[start]

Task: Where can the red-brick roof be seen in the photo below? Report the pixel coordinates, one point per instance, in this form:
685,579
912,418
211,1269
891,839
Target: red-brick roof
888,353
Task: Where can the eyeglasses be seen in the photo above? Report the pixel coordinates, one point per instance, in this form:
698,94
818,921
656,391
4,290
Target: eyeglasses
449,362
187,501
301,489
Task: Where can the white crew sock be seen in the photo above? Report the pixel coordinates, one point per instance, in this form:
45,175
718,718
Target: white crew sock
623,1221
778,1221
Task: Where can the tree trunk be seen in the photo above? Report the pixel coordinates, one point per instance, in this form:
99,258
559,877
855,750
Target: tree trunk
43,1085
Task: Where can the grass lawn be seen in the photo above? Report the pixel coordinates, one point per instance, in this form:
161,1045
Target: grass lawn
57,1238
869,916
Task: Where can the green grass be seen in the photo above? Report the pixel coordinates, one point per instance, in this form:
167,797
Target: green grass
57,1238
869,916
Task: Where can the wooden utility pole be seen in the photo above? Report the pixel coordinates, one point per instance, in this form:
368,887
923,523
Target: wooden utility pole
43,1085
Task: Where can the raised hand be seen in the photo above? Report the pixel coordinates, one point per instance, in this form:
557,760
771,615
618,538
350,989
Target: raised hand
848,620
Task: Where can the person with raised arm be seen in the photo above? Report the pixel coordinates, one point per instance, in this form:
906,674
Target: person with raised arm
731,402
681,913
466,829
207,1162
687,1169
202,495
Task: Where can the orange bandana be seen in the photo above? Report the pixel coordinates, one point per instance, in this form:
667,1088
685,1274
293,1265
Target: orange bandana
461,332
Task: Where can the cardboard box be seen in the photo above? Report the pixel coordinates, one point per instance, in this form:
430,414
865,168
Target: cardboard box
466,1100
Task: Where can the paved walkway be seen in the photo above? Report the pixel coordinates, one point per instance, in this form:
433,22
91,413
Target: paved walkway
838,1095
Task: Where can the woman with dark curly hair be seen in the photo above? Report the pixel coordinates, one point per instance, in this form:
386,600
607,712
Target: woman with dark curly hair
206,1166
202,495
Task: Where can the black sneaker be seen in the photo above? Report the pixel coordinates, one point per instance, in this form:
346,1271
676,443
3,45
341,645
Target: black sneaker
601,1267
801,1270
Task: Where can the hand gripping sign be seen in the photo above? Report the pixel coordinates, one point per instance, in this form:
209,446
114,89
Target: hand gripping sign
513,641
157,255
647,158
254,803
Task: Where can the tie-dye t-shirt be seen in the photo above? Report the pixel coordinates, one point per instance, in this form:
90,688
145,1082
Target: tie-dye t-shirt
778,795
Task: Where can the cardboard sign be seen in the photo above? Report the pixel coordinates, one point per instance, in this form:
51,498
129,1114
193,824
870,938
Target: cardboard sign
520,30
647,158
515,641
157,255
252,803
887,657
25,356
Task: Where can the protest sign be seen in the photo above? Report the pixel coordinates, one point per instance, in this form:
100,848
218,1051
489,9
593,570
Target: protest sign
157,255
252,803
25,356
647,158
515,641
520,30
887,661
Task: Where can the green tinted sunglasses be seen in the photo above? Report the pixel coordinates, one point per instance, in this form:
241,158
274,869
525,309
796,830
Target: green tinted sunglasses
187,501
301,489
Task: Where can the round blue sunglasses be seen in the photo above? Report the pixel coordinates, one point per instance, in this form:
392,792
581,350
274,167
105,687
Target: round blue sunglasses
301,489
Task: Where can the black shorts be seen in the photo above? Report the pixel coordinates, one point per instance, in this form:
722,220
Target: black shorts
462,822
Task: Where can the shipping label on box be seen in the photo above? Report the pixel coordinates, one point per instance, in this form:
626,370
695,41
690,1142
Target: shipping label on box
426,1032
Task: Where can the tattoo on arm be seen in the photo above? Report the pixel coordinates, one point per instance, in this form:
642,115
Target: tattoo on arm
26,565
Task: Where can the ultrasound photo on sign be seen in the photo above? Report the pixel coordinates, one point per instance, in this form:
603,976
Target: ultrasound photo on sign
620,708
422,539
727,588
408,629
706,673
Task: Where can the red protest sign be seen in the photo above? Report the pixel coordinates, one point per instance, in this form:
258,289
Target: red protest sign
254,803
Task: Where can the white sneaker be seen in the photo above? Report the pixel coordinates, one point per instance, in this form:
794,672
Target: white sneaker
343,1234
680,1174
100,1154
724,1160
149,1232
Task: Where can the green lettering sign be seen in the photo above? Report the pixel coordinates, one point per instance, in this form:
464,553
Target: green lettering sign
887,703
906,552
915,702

[end]

__TASK BRIEF__
Rewrite all of the material above, replacing every "pixel coordinates" with "point coordinates" and changing nothing else.

__WRITTEN ANSWER__
Task: Where can the red-brick roof be seen in the photo below? Report the point coordinates, one point per instance, in this form:
685,579
912,418
211,1269
891,839
Target: red-brick roof
888,353
Task: Where can the eyeglasses be seen in the photo above? Report the point coordinates, one point per instance, in this form:
698,94
818,921
656,391
4,290
Target: eyeglasses
449,362
187,501
301,489
Task: Where can the white crew sock be seen in the photo above? Report the point coordinates, one point per instance, in this form:
45,175
718,718
Target: white crew sock
623,1221
778,1221
Task: Where can the tree trunk be seen in the photo above? Report the point coordinates, one point per instance, in this form:
99,258
559,877
855,750
Target: tree trunk
43,1085
Task: Where can the grass lawn be seen in the photo above? Report the point coordinates, one point per instance, in this form:
161,1045
Target: grass lawn
57,1238
869,916
Task: Where can the green grass be seen in the photo above? Report the point coordinates, one point per instance, in this form:
167,797
Target: green grass
57,1238
869,916
Task: Where can the wooden utility pole be seen in the photo above? Report the point coordinates, one point per instance, in this form:
368,887
923,523
Target: wooden utility pole
43,1085
Task: Where can the raised hand be seen in the photo above? Report the point coordinates, one point per instance, in this form:
557,760
771,615
618,538
350,989
Target: raised hand
848,620
Task: Where can the person with raised arm be seen in the photo above? Report the point coordinates, one point per instance, in this form:
906,674
Target: person with raised arm
731,402
681,913
466,829
207,1162
687,1169
202,495
Task: Where can the orange bandana be seen in the photo above? Report the point coordinates, one point per instance, in this form:
667,1088
685,1274
293,1265
Target: orange bandana
461,332
Task: Where can the cardboard box be seen in the photo above? Report the point coordinates, one point per instance, in this form:
430,414
865,168
Target: cardboard box
466,1100
Task: Where can the paved walkway be seen in the photo above? Report the point coordinates, one point per instance, in this form:
433,22
91,413
Target: paved walkway
838,1095
Task: Where can the woman with dark curly hair be seen in the photo above? Report the point coordinates, one point per instance, in this form:
386,600
607,712
Target: woman with dark curly hair
206,1166
202,495
Task: Where can the black sneaker be seen in the photo above? Report the point coordinates, one point per instance, in this form:
346,1271
676,443
3,45
341,645
Target: black sneaker
601,1267
801,1270
Task: Where can the hand gripping sign be seen in the photo above? Report the point coordinates, one point per instance, in this form:
209,446
114,89
Target: hand gripping sign
513,641
157,255
647,158
254,803
Task: Where can the tie-dye t-shirt be seen in the photo above? Report the point coordinates, one point per instance, in this form:
90,688
145,1082
Target: tie-dye t-shirt
778,795
Task: Where can the cardboard sign be seen in the photo above? Report the point coordinates, one point per instance, in this form:
51,498
129,1114
193,824
870,938
Target: cardboard sign
520,30
647,158
515,641
157,255
252,803
887,657
25,356
Task: Where can the protest sign be seen in the photo above? Report the point coordinates, one point per instance, in this form:
100,848
218,1051
489,9
593,570
Target: protest sign
157,255
252,803
25,356
647,158
515,641
520,30
887,661
Task: Where can the green tinted sunglasses be seen in the photo above? Report the point coordinates, one point per instance, in this form:
241,158
274,869
525,309
796,830
Target: green tinted sunglasses
187,501
301,489
Task: Where can the round blue sunglasses be seen in the photo above? Report the point coordinates, one point per instance, in this form:
392,792
581,350
274,167
105,687
Target: round blue sunglasses
301,489
Task: Where can the black shorts be seen in the photo above? Report the point coordinates, one point per instance, in this form:
722,220
Target: black shorts
462,822
Task: Where can the shipping label on box be seen in the photo above? Report the point coordinates, one point per instance, in this form:
626,370
695,41
690,1142
Target: shipping label on box
426,1032
Task: Where can the tattoo on arm be seen in the photo above? Report the point coordinates, one point per instance, in this form:
642,115
Target: tattoo on arm
26,565
Task: Where can the ultrasound photo on sign be seen in the photo above? Report the point coordinates, one point per instance, in this form:
603,976
Target: ultrasound photo on sign
620,708
422,539
727,588
408,629
706,673
Task: Where can the red protest sign be seen in the photo above? Report the point coordinates, one point per instance, in this form:
258,289
Target: red protest sign
254,803
Task: Where can the white sneaker be seen in the photo above? Report the point coordinates, one point per instance, in this form:
794,672
Target: white sneaker
343,1234
680,1174
100,1154
724,1160
149,1232
Task: Where can the green lettering sign be seen in the photo above? Report the point coordinates, one point per instance, in this form:
464,553
Target: green lettering sign
887,703
906,552
915,702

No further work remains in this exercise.